» Data rows:
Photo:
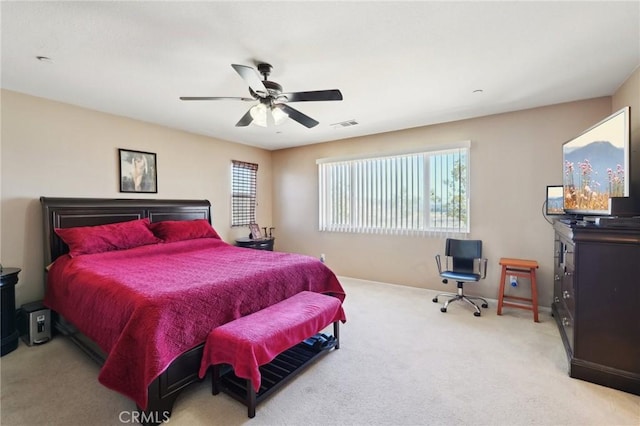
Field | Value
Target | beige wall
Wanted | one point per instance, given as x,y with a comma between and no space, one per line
513,157
629,95
54,149
58,150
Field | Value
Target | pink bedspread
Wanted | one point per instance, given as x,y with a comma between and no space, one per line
254,340
146,306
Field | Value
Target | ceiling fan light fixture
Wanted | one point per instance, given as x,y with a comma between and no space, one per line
259,115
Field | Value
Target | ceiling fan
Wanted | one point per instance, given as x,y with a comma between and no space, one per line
272,108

» Written exercise:
Please revise the records above by changing every "Wanted" to "Required output" and leaving everything else the same. Omit the pictures from your answer.

» Reply:
Photo:
Field | Value
Target | beige wall
Required output | one point per instance, given as x,y with a comma between and no space, one per line
513,157
629,95
54,149
58,150
Field | Value
Target | pink bedspread
Required output | one point per instance, given as x,y with a comma between and no space, one per line
254,340
146,306
Field | Value
Target | ceiling fan light fixture
Required output | one point per instance, given as x,y with a comma between and no space, one per line
259,115
Field | Value
Target | ceiling fan
Required output | one point per instance, given as x,y with a comma between and no space, one per line
272,108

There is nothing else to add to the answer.